==== Page text

Here the petitioner had adduced the positive evidence contained in the expert
report (cf. the position in Hamzeh). While the petitioner's
claim for asylum had been rejected, it would be wrong to proceed on the basis
that he had not had a good reason to "flee" Iraq given the distressing
conditions there in 2007 (cf. Abdullah). HF had concerned the
position in Iraq in 2013, not the position in 2007.
The respondent's submissions
[10] Mr
McIlvride's motion was for the petition to be refused. It was accepted for the
purposes of the proceedings that, at present, the petitioner could not be
returned to Iraq without a passport or laissez-passer. He submitted that five
propositions could be derived from the relevant authorities (R (Khadir) v
Secretary of State for the Home Department, supra, per Lady Hale at para.
4, Lord Brown at paras 6-7; Hamzeh, supra, paras 47-52, 74-77, 96,
110-111; Abdullah, supra, per Sir Stanley Burnton at paras 4, 7, 14,
16, 19, 21-22; per Beatson LJ at paras 25, 28-29; HF (Iraq), supra, per
Elias LJ at paras 102-104):
1. Article 8 ECHR did not confer a right to reside in the country of one's choice.
2. There might conceivably come a time when the prospects of return were so remote that it would be irrational not to grant leave.
3. The fact that there were practical difficulties in returning someone at a particular time did not mean that there was no possibility of removal in the future.
4. The onus was on a petitioner to prove, on the balance of probabilities, that the prospects of removal were so remote as to make it irrational to refuse to grant leave.
5. A failure to co-operate in obtaining necessary documentation was a factor to which the court could have regard in deciding whether the prospects of return had indeed become so remote.
[11] Here
the petitioner was a failed asylum seeker. He had been appeal rights exhausted
since October 2008. He had no right to remain in the UK. He had taken no steps
at all to return voluntarily; or to attempt to obtain a travel document; or to
attempt to obtain documents to enable him to obtain one. The report from Dr
Fatah proceeded on a false premise - that the petitioner had no-one in Iraq who
could assist him to obtain any documents he needed. In fact he did - his mother
and sister. The petitioner had not put material before the respondent which
demonstrated (i) that those relatives in Iraq would be unable to obtain any
documents he required; (ii) that he would not be in a position to satisfy any
requirements of the Iraqi authorities. The representations had not highlighted
any specific respects in which the petitioner was said to have established a
family or private life in the UK. They relied rather on the contention that
refusing him leave to remain when the prospects of his being returned were
remote was a disproportionate interference with his Article 8 rights; but it
had not been demonstrated that the prospects were indeed as he claimed they
were. As matters stood the respondent had been entitled to decide that there
was no realistic prospect of the petitioner succeeding before an immigration
judge. Her decision was not Wednesbury unreasonable (Dangol v
Secretary of State for the Home Department 2011 SC 560). Nor had she erred
in law in applying the policy described in paragraph 9 of the decision letter. A
policy along such lines was not unlawful. It had not been suggested that the
policy was in fact a rule allowing no scope for exceptions. Rather, the
criticism was that it should not prevail if on the facts the scenario
contemplated by Lady Hale had come to pass. The short answer to that was
that it had not.

========

• _Written task A_:
According to the judgment excerpt, since when had the petitioner been appeal rights exhausted?
• _Written task B_:
Continue the judgment excerpt from its last sentence.

==== Data shown

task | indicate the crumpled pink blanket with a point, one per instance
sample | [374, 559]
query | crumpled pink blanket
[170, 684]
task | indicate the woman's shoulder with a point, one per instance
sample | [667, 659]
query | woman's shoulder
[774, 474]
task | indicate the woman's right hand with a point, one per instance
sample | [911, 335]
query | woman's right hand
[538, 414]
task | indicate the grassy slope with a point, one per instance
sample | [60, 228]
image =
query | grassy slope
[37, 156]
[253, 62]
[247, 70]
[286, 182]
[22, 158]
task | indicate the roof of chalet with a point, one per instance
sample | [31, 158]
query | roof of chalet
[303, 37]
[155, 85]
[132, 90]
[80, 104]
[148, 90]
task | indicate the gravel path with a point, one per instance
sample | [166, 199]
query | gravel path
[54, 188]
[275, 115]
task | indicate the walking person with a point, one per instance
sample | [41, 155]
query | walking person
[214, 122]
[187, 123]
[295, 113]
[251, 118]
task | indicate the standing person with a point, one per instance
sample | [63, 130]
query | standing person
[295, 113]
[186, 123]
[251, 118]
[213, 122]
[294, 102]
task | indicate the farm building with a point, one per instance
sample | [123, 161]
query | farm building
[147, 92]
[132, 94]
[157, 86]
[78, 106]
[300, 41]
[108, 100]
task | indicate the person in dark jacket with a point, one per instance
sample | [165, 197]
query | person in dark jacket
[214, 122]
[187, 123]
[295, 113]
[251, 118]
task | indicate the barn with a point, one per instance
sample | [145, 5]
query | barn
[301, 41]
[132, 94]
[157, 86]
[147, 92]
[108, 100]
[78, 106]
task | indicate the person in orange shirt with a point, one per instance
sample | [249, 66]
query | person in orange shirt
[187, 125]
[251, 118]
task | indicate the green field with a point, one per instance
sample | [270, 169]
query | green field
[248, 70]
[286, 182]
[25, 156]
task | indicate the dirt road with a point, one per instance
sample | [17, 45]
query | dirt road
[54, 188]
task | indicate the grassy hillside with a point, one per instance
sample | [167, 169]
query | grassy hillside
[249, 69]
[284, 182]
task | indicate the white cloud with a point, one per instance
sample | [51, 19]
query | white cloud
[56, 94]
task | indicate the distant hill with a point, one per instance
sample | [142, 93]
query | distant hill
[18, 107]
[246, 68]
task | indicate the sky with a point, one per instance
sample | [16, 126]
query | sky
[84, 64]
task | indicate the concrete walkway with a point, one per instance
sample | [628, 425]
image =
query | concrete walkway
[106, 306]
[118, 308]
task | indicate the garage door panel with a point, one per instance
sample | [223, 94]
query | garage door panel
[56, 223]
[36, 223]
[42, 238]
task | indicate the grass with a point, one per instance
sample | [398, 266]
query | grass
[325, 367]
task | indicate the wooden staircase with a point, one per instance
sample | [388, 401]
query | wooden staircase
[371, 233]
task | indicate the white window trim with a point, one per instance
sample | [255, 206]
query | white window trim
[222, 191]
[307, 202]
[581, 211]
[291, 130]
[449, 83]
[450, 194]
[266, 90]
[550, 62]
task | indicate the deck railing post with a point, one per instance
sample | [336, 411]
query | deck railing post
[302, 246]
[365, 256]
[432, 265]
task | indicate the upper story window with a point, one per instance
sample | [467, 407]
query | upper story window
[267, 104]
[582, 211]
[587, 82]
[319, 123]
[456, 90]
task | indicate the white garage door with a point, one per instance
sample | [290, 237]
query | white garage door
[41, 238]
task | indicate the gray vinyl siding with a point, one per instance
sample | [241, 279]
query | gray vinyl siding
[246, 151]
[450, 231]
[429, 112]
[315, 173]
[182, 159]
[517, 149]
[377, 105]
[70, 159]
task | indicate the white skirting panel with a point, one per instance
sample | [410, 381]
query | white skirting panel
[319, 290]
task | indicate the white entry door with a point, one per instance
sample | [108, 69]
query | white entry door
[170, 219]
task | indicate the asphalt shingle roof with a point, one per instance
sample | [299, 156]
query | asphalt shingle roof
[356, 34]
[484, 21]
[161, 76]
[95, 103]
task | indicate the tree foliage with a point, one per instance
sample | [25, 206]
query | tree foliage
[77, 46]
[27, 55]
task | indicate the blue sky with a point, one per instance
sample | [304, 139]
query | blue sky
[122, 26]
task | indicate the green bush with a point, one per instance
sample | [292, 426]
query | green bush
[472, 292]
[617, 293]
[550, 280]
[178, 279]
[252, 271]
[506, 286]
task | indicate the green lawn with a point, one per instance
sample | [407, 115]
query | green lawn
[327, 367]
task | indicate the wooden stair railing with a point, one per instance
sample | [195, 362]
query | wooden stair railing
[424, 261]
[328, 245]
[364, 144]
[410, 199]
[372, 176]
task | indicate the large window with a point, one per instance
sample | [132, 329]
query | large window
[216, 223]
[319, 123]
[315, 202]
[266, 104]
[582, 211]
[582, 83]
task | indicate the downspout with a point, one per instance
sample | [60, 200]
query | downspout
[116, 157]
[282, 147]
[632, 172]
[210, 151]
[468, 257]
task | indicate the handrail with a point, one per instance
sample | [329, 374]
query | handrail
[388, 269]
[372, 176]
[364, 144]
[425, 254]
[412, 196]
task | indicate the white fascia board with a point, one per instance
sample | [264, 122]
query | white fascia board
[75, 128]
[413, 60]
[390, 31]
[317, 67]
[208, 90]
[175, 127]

========

• _Output A_:
Since October 2008.

• _Output B_:
Discussion and decision
[12] In
my opinion Mr Caskie's submissions fall to be rejected. I am in very
substantial agreement with Mr McIlvride's submissions.
[13] The
petitioner was found to be incredible in relation to his account of the
circumstances in which he left Iraq. It is not appropriate to approach matters
(as Mr Caskie suggested the respondent and the court should) on the basis that,
notwithstanding his false account, he had a good reason to "flee".
[14] The
foundation of the petitioner's case was Lady Hale's obiter dictum in Khadir,
supra:
" ...There may come a time when the prospects of the person ever being able safely to return, whether voluntarily or compulsorily, are so remote that it would irrational to deny him the status which would enable him to make a proper contribution to the community here, but that is another question. It certainly did not arise on the facts of this case. "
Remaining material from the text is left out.